## Your goal
Show each line of the entries below that contains the word "gray".

------ Data section ------

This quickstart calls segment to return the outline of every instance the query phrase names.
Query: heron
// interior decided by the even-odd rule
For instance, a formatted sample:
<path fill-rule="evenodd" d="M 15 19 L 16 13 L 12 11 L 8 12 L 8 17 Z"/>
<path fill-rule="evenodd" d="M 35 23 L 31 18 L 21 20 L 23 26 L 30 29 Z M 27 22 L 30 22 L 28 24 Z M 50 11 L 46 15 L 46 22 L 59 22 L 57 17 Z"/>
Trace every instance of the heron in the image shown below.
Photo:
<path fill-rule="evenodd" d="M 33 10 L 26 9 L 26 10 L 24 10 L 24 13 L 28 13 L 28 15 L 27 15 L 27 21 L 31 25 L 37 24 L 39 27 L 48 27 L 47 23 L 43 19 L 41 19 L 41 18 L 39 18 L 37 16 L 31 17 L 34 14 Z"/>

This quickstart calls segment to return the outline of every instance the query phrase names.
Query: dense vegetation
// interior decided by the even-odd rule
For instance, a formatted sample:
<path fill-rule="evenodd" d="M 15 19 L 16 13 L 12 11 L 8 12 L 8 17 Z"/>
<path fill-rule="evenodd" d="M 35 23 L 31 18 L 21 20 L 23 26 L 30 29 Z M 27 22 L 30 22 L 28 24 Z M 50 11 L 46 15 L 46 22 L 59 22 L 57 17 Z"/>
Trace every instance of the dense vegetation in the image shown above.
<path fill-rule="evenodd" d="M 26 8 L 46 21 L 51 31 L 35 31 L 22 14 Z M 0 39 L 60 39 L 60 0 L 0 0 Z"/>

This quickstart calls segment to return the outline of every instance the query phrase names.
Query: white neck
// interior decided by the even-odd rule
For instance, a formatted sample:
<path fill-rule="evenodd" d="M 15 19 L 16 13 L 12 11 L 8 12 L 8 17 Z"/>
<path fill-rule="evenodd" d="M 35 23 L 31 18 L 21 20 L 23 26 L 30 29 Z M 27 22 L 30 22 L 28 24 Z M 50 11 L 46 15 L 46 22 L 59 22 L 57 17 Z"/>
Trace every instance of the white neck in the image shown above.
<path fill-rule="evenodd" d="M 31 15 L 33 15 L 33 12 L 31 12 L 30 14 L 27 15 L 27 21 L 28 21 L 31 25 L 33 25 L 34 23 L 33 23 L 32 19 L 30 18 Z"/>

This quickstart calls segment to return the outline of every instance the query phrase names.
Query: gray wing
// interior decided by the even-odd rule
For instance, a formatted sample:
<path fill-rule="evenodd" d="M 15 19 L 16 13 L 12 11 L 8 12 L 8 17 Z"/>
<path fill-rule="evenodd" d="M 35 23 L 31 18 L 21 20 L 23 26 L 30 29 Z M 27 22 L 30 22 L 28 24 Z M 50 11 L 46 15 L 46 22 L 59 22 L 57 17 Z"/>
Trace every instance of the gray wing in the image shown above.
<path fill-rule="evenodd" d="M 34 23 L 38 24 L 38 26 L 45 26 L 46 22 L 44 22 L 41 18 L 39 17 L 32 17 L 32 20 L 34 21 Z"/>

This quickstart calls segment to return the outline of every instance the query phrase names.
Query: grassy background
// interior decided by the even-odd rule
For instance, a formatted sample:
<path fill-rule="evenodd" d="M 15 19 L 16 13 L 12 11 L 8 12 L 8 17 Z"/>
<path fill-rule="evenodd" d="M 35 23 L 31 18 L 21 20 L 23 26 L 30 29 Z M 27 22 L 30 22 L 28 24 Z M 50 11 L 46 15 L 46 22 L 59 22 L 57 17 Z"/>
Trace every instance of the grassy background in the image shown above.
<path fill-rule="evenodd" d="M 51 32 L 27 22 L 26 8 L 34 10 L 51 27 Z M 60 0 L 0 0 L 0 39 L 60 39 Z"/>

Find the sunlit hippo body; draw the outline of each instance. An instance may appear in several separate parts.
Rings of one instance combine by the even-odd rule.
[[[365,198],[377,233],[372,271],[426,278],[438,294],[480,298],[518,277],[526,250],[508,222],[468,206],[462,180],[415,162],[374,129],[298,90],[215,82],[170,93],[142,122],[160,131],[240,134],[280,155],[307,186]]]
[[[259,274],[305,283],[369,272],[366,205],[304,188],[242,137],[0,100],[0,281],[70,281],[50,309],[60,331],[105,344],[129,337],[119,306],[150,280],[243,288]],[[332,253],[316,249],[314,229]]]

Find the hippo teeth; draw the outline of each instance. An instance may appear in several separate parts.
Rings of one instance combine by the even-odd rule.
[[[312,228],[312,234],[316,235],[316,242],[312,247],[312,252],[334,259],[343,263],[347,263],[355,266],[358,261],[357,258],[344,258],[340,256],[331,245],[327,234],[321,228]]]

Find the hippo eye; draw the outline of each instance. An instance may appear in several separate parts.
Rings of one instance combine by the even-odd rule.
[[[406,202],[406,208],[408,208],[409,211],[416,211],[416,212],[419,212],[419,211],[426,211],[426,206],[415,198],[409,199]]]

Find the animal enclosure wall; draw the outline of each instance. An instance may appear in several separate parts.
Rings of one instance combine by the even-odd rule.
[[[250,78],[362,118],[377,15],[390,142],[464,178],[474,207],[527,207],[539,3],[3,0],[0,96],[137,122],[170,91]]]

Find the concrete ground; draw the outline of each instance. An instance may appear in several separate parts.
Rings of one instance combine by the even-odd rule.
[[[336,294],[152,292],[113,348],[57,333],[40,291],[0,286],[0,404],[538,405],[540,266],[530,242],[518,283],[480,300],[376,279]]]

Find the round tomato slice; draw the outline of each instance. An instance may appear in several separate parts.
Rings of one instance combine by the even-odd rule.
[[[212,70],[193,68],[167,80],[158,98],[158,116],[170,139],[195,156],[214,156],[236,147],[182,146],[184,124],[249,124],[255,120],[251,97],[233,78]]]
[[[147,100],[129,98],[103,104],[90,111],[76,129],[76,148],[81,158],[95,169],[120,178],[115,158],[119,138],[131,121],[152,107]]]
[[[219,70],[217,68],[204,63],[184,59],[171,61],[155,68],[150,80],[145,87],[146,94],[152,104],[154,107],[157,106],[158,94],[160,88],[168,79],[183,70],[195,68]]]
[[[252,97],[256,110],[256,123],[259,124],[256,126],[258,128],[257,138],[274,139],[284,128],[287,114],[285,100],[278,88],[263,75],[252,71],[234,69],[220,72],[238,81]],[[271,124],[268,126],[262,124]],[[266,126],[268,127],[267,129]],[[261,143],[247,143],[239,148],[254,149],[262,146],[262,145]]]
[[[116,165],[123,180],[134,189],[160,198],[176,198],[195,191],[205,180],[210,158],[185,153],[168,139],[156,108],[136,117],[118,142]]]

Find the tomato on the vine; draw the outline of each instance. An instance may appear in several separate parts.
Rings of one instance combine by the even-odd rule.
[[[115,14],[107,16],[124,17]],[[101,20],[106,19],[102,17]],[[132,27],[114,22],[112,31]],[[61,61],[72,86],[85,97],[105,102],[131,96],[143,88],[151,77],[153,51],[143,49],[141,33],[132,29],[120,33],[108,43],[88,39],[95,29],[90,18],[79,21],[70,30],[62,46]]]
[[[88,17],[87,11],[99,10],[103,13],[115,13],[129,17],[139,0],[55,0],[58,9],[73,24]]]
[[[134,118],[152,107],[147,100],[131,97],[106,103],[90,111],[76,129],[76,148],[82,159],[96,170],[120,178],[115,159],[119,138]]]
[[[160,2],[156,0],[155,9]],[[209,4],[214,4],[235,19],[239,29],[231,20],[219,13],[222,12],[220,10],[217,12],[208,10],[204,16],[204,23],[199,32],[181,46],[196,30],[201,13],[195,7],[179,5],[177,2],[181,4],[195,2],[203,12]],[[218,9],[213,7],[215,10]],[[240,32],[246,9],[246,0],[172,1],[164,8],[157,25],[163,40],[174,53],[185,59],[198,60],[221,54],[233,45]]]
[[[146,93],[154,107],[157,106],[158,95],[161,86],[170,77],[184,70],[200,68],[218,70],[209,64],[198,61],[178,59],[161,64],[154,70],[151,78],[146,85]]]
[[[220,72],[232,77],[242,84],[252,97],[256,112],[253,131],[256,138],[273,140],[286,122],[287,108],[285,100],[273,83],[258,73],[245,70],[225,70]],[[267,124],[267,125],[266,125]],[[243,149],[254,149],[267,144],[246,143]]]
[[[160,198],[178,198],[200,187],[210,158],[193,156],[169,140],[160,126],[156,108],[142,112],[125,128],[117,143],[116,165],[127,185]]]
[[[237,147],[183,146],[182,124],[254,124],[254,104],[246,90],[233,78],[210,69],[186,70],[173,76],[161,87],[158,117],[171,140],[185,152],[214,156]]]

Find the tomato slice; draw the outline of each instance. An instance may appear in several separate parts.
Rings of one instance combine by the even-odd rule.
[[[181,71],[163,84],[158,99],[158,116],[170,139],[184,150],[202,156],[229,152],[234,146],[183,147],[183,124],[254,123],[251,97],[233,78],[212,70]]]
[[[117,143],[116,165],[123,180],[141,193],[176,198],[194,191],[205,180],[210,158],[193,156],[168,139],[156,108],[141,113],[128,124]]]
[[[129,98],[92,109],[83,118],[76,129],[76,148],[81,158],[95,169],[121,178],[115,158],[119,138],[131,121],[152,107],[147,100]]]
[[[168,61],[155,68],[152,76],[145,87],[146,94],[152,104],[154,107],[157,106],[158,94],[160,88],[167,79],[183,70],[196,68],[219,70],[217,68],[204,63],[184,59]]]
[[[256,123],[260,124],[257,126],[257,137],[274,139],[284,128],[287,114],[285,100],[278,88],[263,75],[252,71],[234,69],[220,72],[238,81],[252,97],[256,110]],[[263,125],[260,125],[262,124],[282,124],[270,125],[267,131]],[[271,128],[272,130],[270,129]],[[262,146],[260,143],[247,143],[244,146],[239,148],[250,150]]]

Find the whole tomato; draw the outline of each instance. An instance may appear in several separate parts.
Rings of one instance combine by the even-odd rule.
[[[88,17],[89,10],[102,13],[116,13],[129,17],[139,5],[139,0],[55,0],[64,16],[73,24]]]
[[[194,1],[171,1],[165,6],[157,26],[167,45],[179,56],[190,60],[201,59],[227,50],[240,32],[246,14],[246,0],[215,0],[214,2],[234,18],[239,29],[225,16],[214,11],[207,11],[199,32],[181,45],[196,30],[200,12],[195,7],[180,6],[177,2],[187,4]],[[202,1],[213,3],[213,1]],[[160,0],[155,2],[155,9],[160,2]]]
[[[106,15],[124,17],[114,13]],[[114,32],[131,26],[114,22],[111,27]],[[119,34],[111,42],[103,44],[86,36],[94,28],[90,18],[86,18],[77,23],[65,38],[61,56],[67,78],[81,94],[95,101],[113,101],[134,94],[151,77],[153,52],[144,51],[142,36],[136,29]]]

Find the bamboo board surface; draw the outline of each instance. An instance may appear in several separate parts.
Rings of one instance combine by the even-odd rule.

------
------ Data section ------

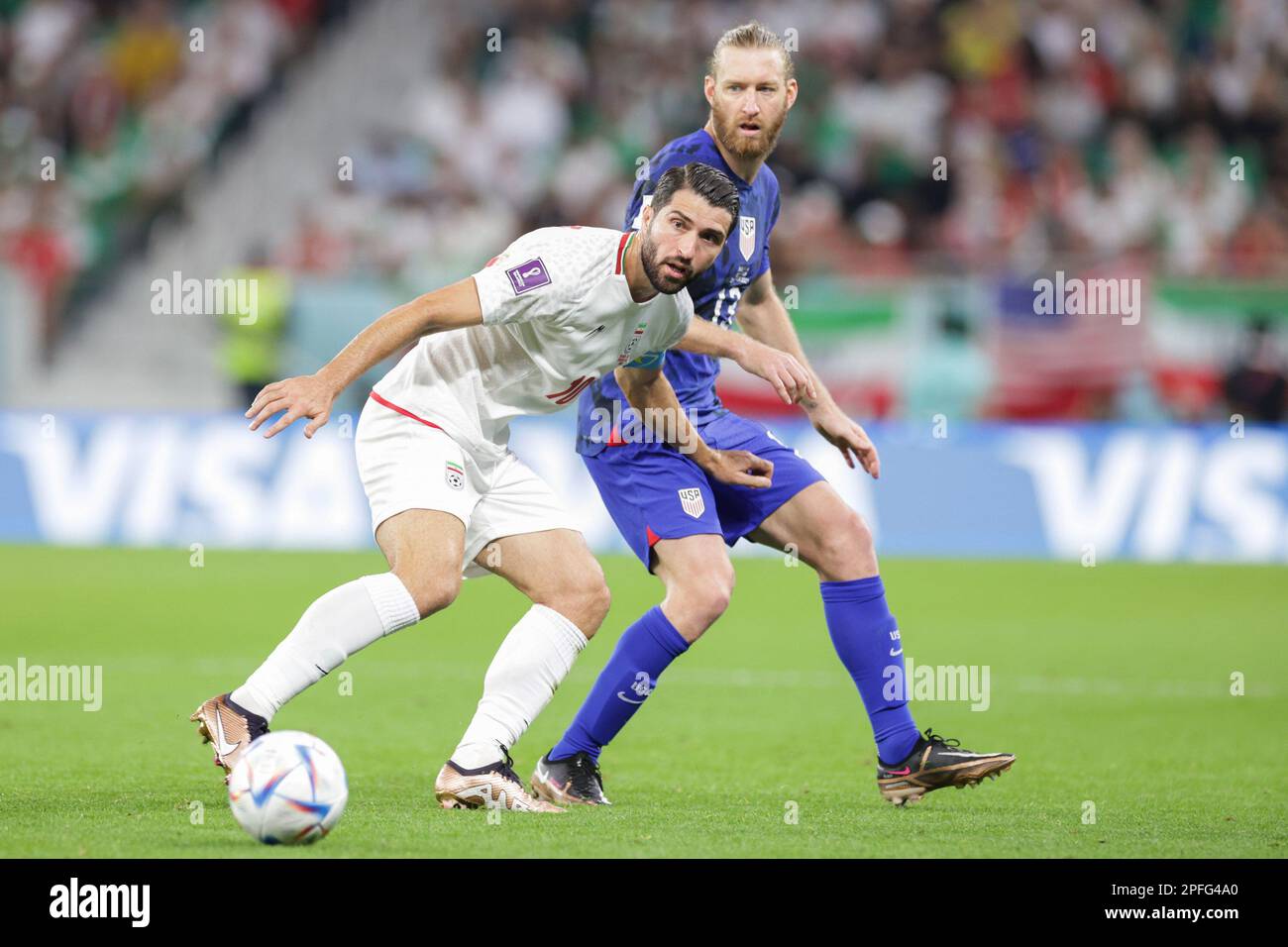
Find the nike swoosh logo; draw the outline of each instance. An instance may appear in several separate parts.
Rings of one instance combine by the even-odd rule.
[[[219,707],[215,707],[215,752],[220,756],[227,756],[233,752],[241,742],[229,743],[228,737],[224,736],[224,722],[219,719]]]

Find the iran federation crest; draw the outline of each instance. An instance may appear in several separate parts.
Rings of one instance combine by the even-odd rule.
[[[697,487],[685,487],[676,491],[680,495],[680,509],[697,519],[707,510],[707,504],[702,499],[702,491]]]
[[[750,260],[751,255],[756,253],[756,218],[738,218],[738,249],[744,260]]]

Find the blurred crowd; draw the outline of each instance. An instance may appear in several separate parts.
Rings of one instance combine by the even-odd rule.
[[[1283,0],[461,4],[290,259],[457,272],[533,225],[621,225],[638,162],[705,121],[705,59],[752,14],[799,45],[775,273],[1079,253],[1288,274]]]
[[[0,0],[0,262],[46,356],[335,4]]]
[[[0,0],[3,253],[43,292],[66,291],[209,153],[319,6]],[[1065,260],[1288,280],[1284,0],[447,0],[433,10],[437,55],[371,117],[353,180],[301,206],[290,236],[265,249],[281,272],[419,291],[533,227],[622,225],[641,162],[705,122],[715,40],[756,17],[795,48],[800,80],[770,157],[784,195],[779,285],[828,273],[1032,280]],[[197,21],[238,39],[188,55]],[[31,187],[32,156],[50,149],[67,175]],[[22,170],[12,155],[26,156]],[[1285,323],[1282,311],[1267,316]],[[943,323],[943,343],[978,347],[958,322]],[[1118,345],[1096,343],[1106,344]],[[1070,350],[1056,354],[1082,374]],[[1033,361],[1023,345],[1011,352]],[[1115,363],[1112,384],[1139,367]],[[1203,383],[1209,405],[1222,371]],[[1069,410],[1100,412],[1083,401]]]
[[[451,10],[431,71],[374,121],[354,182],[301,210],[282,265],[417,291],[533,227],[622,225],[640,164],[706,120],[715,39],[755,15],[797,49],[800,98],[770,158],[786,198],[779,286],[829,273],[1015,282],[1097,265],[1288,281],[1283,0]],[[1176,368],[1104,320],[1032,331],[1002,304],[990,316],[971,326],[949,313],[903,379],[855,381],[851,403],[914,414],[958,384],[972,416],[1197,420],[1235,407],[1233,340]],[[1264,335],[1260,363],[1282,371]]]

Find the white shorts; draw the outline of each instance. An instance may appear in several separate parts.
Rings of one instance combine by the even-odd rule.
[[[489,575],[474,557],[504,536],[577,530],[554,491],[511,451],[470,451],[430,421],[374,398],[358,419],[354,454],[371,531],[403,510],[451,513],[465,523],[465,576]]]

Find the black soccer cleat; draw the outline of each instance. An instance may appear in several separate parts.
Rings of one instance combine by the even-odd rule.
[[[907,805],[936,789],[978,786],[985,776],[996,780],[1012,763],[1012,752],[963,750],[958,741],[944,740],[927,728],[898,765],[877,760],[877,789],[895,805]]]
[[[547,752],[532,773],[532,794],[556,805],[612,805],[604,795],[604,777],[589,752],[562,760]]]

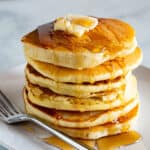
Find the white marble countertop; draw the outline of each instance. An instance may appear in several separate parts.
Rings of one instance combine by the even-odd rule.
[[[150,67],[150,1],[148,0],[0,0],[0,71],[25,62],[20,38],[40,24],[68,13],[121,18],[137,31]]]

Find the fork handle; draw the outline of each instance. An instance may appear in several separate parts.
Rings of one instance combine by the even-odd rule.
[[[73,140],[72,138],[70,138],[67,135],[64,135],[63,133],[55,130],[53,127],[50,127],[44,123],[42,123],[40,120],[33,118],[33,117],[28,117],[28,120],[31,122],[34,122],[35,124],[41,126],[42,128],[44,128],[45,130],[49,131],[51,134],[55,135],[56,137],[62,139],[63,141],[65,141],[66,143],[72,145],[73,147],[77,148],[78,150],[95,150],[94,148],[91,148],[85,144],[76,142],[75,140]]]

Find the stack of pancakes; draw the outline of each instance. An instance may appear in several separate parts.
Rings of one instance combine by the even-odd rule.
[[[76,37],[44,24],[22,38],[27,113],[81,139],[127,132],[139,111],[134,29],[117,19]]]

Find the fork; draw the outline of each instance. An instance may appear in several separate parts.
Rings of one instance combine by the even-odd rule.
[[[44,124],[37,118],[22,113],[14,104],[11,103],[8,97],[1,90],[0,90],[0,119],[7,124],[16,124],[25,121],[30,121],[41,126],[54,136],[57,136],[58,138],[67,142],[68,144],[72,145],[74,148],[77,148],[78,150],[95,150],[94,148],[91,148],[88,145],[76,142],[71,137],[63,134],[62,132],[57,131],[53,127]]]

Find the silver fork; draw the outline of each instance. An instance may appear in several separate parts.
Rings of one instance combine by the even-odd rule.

------

## Solution to the problem
Query: gray wing
Trace every instance of the gray wing in the image shown above.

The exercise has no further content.